Look for the line containing "Give the bounding" in the entries below, then print that line and all that follow it exactly.

**Records for this task:**
........
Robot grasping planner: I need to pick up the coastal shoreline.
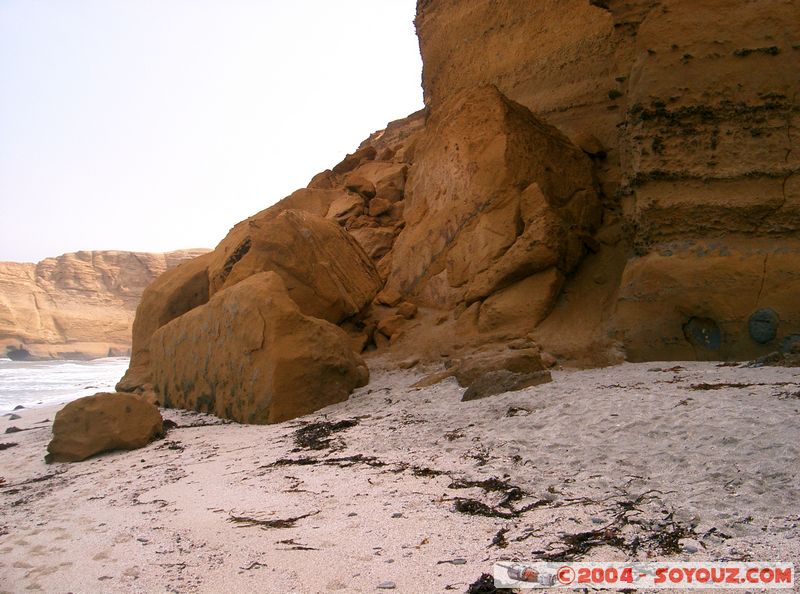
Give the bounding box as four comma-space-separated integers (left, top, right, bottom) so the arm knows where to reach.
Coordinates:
1, 361, 798, 593
0, 357, 130, 414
........
**Solution to this exercise:**
Give the bounding box as four comma-space-separated integers (left, top, right, bottom) so the arm knows where to reach.
Coordinates:
1, 361, 798, 593
0, 357, 130, 414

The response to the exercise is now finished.